_What is needed_
Quote every line of the records below verbatim, leaving out the pictures.

########

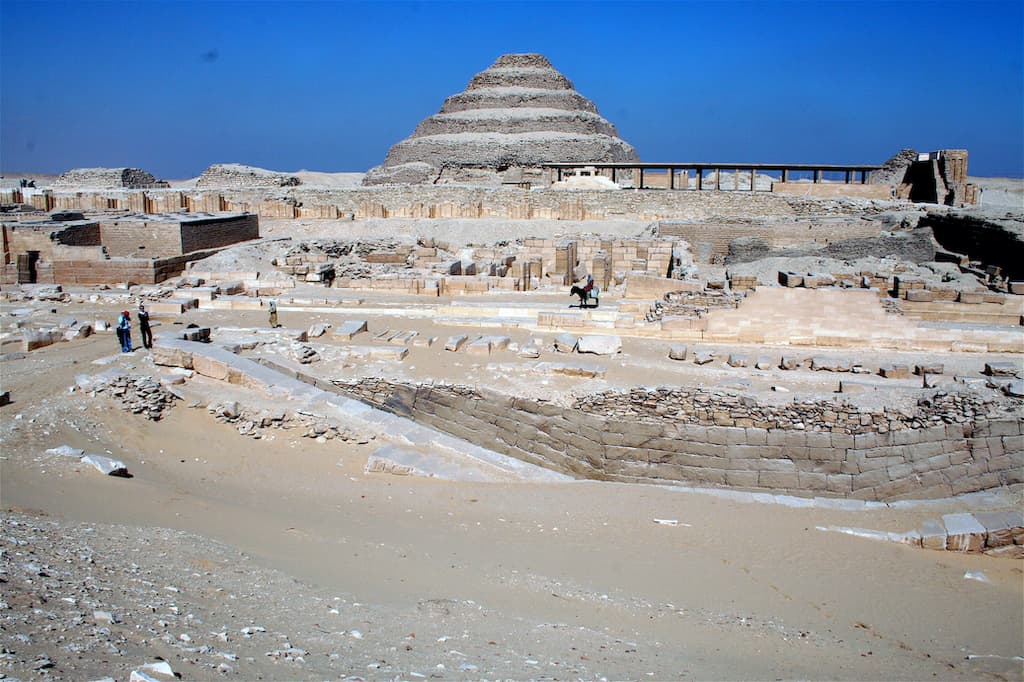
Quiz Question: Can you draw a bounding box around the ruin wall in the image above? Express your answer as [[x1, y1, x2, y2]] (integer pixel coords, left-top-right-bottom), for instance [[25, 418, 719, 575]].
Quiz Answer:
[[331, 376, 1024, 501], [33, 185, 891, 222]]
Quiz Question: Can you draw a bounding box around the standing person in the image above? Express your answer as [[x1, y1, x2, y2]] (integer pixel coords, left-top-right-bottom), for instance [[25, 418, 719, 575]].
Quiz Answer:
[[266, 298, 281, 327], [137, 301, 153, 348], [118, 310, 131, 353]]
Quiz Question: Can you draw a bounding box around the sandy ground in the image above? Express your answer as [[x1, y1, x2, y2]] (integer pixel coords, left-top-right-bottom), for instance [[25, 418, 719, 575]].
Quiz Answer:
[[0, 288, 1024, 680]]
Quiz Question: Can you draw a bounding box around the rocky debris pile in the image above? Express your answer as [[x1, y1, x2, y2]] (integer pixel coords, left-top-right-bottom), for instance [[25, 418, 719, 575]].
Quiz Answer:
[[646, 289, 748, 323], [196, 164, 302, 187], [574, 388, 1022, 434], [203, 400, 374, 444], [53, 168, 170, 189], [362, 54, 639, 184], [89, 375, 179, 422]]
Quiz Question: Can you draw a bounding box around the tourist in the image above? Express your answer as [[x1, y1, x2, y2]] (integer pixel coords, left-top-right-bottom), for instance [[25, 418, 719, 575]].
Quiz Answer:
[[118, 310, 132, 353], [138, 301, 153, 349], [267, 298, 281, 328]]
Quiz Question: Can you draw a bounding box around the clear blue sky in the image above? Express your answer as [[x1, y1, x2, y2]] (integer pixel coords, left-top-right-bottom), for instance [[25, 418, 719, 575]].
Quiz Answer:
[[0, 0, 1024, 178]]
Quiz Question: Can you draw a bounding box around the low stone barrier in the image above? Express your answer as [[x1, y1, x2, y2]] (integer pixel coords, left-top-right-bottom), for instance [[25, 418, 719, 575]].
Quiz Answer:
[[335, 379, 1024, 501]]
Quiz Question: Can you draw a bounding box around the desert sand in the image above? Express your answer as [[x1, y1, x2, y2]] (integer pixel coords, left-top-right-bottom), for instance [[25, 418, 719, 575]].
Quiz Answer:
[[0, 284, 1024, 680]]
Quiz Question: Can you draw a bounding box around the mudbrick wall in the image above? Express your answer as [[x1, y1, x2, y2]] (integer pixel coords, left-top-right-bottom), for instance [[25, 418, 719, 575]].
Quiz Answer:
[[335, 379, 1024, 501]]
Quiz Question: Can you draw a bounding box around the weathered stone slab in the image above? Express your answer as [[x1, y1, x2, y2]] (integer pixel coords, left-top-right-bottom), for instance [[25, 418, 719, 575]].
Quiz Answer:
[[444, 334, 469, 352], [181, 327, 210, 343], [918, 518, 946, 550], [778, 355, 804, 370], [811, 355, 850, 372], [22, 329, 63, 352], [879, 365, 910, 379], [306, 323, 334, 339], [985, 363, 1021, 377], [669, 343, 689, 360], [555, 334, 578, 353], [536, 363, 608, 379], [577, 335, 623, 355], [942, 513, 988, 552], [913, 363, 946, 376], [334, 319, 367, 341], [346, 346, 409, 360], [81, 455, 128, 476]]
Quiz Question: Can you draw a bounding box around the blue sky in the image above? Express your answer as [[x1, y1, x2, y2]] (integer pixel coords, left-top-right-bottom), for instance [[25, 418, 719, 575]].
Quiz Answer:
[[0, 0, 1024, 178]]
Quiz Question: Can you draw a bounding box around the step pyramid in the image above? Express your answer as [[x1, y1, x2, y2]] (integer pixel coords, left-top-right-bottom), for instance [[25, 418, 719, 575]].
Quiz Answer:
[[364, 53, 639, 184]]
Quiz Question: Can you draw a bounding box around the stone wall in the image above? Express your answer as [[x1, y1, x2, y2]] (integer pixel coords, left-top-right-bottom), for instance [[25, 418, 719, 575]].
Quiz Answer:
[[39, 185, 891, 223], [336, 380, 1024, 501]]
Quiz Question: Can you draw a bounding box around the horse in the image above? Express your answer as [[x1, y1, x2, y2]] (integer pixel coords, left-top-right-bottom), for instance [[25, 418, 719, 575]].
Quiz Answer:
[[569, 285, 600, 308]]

########

_Reply_
Quiz Question: Can you draw a bounding box around the ruin wall in the image above? Express your answer as [[x1, y1, x2, y2]] (integer pixel coords, left-top-right-bottom), for instance [[25, 418, 719, 575]].
Quiz Answer:
[[331, 376, 1024, 501], [33, 185, 891, 222]]
Quiz Question: Can you draw a bounding box around the standing person in the image above? Express your answer as [[x1, y1, x2, y2]] (integer pixel coords, left-top-right-bottom), for instance [[25, 418, 719, 575]].
Quiz Answer:
[[266, 298, 281, 327], [137, 301, 153, 348], [118, 310, 131, 353]]
Quiz Question: Can you draw a bounding box around the sandy ground in the image above? Express your answer as [[x1, y1, x2, y2]] (integer pixel coords, left-top-right-bottom), for instance [[25, 418, 719, 575]].
Quiz Answer:
[[0, 288, 1024, 680]]
Quiz Question: Can you draw a bounding box around the rocky debris pile in the image above? Express your answer as [[x1, y1, x2, y2]] (integer pixel coords, left-top-right-bottom), for instance [[25, 418, 719, 575]].
Quiz Answer:
[[646, 289, 748, 323], [196, 164, 302, 187], [574, 388, 1022, 434], [203, 400, 374, 444], [53, 168, 170, 189], [362, 54, 639, 184], [89, 375, 179, 422]]
Quiz Question: Can you draw a bounding box around the tourist in the image above? Express your answer as [[x1, y1, x2, y2]] (integer pixel coords, left-top-right-bottom), for instance [[25, 418, 719, 575]].
Quiz Answer:
[[118, 310, 132, 353], [138, 301, 153, 349], [267, 298, 281, 328]]
Quiz Question: Can you draw a bounding box around the clear blue sky in the image above? Express your answer as [[x1, y1, x2, y2]] (integer pixel coords, left-top-right-bottom), for instance [[25, 418, 719, 575]].
Quiz Answer:
[[0, 0, 1024, 178]]
Quiz Question: Can you draw a bounding box around the low stone barrier in the image above? Express your answer as [[x1, y1, x2, y2]] (integer pixel coords, left-top-right-bottom), for instance [[25, 418, 719, 575]].
Quiz Answer:
[[335, 379, 1024, 501]]
Quiz Question: Can you draw a bounding box around the desert sand in the image above? Express your answer as [[x1, y1, x2, y2]] (integer pixel coords, left-top-right-bottom), for instance [[25, 418, 719, 575]].
Quiz Answer:
[[0, 284, 1024, 680]]
Quiz Question: Can you draw a bounding box around the mudbrick wall in the image above? Express your answer as [[x1, y1, x2, y2]] (integer pixel coords, left-top-right-bottom), for instance [[25, 418, 719, 575]].
Quiz Answer:
[[335, 379, 1024, 501]]
Quiz Question: Can you draw a bounding box around the weathered stone slab in the image above? Express your answer as [[x1, y1, x2, y2]] (integer pixel coords, left-top-right-bottom), for instance [[25, 418, 719, 575]].
Quiz Answer:
[[444, 334, 469, 352], [181, 327, 210, 343], [918, 518, 946, 550], [778, 355, 804, 370], [811, 355, 850, 372], [22, 329, 63, 352], [879, 365, 910, 379], [306, 323, 334, 339], [985, 363, 1021, 377], [669, 343, 689, 360], [555, 334, 578, 353], [536, 363, 608, 379], [577, 335, 623, 355], [942, 513, 988, 552], [913, 363, 946, 376], [334, 319, 367, 341], [346, 346, 409, 360], [81, 455, 128, 476]]
Quiz Question: Can you draw a bounding box around the blue sky in the image above? Express your answer as [[x1, y1, x2, y2]] (integer pixel coords, left-top-right-bottom), for instance [[25, 418, 719, 575]].
Quiz Answer:
[[0, 0, 1024, 178]]
Quiz Question: Can you draw a bounding box around the step pyramid in the image above? Express your answer as [[x1, y1, x2, y2]] (integer pixel coords, left-top-right-bottom), for instance [[25, 418, 719, 575]].
Quiz Answer:
[[364, 53, 639, 184]]
Quiz Question: Can you draw a bounding box around the stone wall in the image above? Express your answer as [[x1, y1, x2, y2]] (integer pixel coords, left-top-right-bottom), for instance [[25, 418, 719, 575]].
Quiz Answer:
[[39, 185, 891, 223], [336, 380, 1024, 501]]
Quiz Question: Can you draw a bounding box around the horse in the image above? Express your answer as [[x1, y1, x2, y2]] (integer pixel coords, left-top-right-bottom), for instance [[25, 418, 719, 575]].
Quiz Answer:
[[569, 285, 600, 308]]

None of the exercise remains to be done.